## Exercise directions
Write out everything from the start of the entries down to the line containing "[[61, 67, 98, 89]]", both ends included, as a numbered list that skips blank lines and leaves out the pictures.

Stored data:
* * * * *

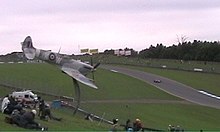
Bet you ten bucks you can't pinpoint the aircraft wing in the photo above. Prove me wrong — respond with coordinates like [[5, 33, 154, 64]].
[[61, 67, 98, 89]]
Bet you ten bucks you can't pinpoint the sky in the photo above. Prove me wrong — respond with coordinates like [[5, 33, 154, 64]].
[[0, 0, 220, 54]]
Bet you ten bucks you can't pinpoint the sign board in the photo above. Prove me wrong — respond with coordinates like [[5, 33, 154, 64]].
[[89, 49, 99, 54], [80, 49, 89, 53]]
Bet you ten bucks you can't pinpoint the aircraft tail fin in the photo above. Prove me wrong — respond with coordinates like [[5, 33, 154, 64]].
[[21, 36, 36, 59]]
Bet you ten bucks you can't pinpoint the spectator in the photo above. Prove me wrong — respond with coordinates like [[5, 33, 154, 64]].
[[133, 118, 143, 132], [11, 110, 47, 130], [125, 119, 133, 132], [38, 97, 45, 117], [168, 125, 175, 132], [85, 113, 93, 121], [111, 118, 118, 132], [40, 103, 62, 121]]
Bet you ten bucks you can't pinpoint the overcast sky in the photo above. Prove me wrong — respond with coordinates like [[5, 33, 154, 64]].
[[0, 0, 220, 54]]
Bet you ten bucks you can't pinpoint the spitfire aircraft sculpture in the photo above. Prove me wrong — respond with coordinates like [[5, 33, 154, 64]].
[[21, 36, 100, 113]]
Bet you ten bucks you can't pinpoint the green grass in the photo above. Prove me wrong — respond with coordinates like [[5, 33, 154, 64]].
[[0, 64, 177, 100], [0, 64, 220, 131], [0, 110, 111, 131], [123, 66, 220, 96], [77, 54, 220, 73], [81, 103, 220, 130]]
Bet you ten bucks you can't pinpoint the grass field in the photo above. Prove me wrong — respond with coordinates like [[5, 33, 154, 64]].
[[123, 66, 220, 96], [77, 54, 220, 73], [0, 107, 111, 131], [0, 64, 220, 130]]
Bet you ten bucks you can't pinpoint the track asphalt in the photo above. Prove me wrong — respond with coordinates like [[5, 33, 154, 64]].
[[100, 65, 220, 109]]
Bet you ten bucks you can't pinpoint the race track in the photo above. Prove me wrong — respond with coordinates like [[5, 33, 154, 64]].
[[101, 65, 220, 109]]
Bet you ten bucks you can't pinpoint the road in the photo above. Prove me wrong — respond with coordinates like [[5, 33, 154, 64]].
[[101, 65, 220, 109]]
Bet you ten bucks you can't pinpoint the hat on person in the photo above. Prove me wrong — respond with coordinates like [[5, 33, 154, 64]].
[[31, 110, 37, 115]]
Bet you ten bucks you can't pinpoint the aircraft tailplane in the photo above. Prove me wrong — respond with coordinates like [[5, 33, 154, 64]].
[[21, 36, 36, 59]]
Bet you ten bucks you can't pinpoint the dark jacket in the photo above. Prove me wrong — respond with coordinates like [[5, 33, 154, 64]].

* * * * *

## Complete output
1. Bet you ten bucks you can't pinpoint the aircraft wing in the photo above. Prove me wrong — respond with coordinates like [[5, 33, 154, 64]].
2. [[61, 67, 98, 89]]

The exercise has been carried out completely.